#### [EXERCISE PROMPT]
Begin at the line containing "Target: white baseball cleat" and end at the final line of the entries. Please reproduce those lines exactly.

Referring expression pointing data
__________

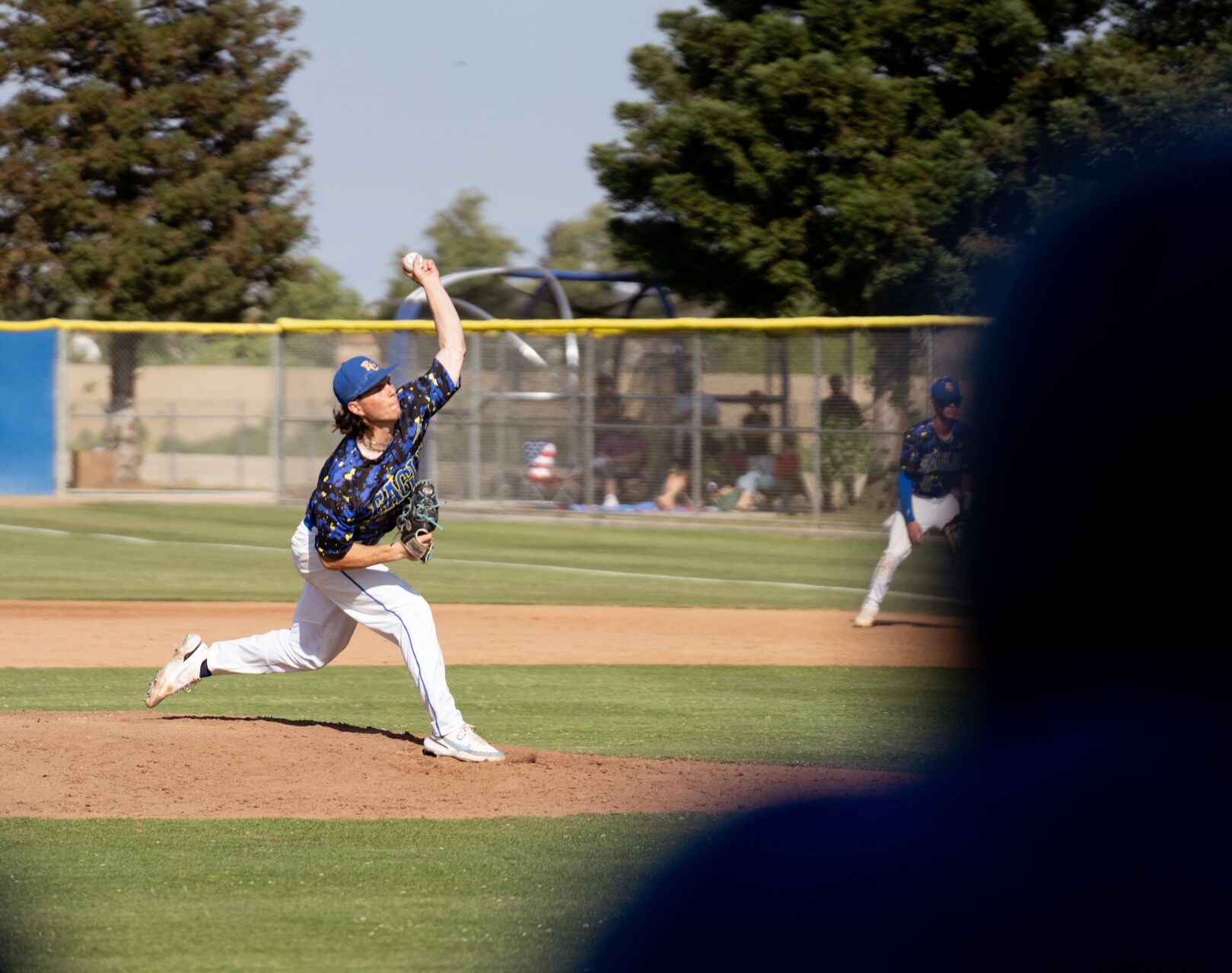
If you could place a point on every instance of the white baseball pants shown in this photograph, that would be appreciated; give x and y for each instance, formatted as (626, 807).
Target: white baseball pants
(931, 513)
(329, 607)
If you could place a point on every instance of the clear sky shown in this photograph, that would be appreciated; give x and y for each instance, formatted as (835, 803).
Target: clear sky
(408, 103)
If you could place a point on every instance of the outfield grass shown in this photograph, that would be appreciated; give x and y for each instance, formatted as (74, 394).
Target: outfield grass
(875, 718)
(177, 552)
(503, 895)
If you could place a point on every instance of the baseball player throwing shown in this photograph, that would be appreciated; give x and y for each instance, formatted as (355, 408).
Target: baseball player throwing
(338, 549)
(934, 473)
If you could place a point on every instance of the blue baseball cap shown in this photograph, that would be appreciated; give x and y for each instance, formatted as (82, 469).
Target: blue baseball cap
(356, 376)
(945, 388)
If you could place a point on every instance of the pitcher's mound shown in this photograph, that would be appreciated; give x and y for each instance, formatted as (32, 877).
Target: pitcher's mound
(161, 765)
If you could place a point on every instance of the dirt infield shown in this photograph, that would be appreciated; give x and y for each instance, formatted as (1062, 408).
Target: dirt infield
(155, 765)
(90, 633)
(151, 765)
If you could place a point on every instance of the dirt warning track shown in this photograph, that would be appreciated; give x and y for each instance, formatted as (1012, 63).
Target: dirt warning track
(151, 765)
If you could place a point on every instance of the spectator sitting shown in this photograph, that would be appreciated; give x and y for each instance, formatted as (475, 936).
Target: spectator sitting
(621, 455)
(682, 440)
(784, 481)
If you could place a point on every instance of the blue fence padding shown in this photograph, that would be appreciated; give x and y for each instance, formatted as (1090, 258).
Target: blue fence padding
(27, 418)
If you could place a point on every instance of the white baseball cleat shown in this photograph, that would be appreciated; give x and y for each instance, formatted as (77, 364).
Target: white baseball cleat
(183, 673)
(462, 744)
(867, 612)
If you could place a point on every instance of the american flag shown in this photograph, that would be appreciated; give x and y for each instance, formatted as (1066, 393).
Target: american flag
(540, 456)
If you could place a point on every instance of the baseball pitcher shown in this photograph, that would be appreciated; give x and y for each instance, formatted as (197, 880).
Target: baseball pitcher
(368, 487)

__________

#### [ANSWER SPACE]
Target: white baseball cleat
(183, 673)
(462, 744)
(867, 612)
If you could place a point on every instance of the american flag shown in this photograph, that would be appreciated; give x and y for each instance, formatted as (1066, 393).
Target: american flag
(540, 456)
If you could place a point on every instance of the baseball pitcher shown in this photograph, that would be appreciated; give x and y for each instance, formatted as (197, 880).
Target: baseball pitcher
(368, 487)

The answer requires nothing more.